### SELECTED TEXT
- - -
30DaysOfLangChain – Day 3: Flexible LLMs: Integrating Remote & Local Models with LCEL

Welcome to Day 3 of #30DaysOfLangChain! After establishing our LCEL foundation on Day 1 and mastering prompts and parsers on Day 2, it’s time to talk about the core intelligence of our applications: the Large Language Models themselves.

Today, we’ll learn how to integrate various LLMs into our LCEL pipelines, focusing on the distinction between remote (API-based) and local (self-hosted) models. Understanding how to swap between them offers immense flexibility in terms of cost, privacy, and performance.

Remote vs. Local LLMs: A Quick Overview

The world of LLMs offers a spectrum of choices, primarily categorized by where they run:

Remote LLMs (API-based):
- Examples: OpenAI (GPT models), Anthropic (Claude), Google (Gemini), Cohere.
- Pros: Generally highest performance, largest models, easy to use (just an API key), no local setup.
- Cons: Cost per token, data privacy concerns (data sent to provider), reliance on external service, potential latency.
Local LLMs (Self-hosted):
- Examples: Llama 2, Mistral, Gemma, Phi-2 (run via tools like Ollama, LM Studio, vLLM).
- Pros: Zero ongoing cost after initial setup, full data privacy (data stays on your machine), no internet dependency (after model download), greater control and customization.
- - -
### DATA
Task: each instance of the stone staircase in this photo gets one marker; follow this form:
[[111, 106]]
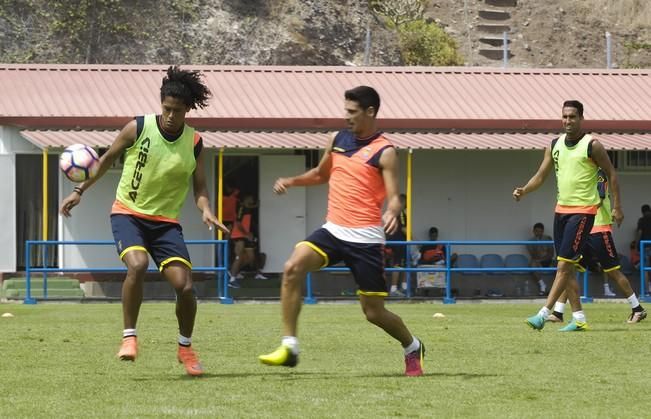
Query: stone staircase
[[494, 20]]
- - -
### WORK ITEM
Continue the LangChain Day 3 post on remote and local LLMs, starting right after its last line.

### WRITTEN ANSWER
- Cons: Requires powerful local hardware (GPU often essential for larger models), initial setup can be more involved, performance might lag behind top-tier remote models.

LangChain provides seamless integrations for both, allowing you to build your LCEL pipelines with a clear separation of concerns.

Integrating LLMs with LangChain: A Deep Dive into Ollama

LangChain abstracts away the specifics of each LLM provider through its ChatModel interface. Whether it’s ChatOpenAI, ChatOllama, ChatGoogleGenerativeAI, or others, they all behave as Runnables, making them perfectly compatible with LCEL.

langchain-openai: For integrating with OpenAI’s models. You typically provide your OPENAI_API_KEY as an environment variable.
langchain-ollama: This is your gateway to running powerful open-source LLMs directly on your machine.What is Ollama? Ollama is an incredibly user-friendly tool that simplifies the process of downloading, running, and managing large language models locally. It takes care of the complexities of model weights, configurations, and dependencies, presenting a simple command-line interface and a local API (usually on http://localhost:11434). Think of it as a “Docker for LLMs” – it bundles the model, its configuration, and its runtime into a single, easy-to-use package. Why use Ollama?
- Privacy: Your data never leaves your machine. Ideal for sensitive applications.
- Cost-Effective: No per-token costs; you only pay for your hardware and electricity.
- Offline Capability: Once models are downloaded, you can run them without an internet connection.
- Rapid Iteration: Local inference means faster response times, accelerating development and experimentation.
- Accessibility: Makes powerful open-source models accessible even for those without extensive ML ops experience.
Getting Started with Ollama (Crucial Pre-requisites):
1. Install Ollama: Go to https://ollama.ai/download and download the installer for your operating system (macOS, Linux, Windows). Follow the straightforward installation steps. Ollama usually starts a background server automatically upon installation.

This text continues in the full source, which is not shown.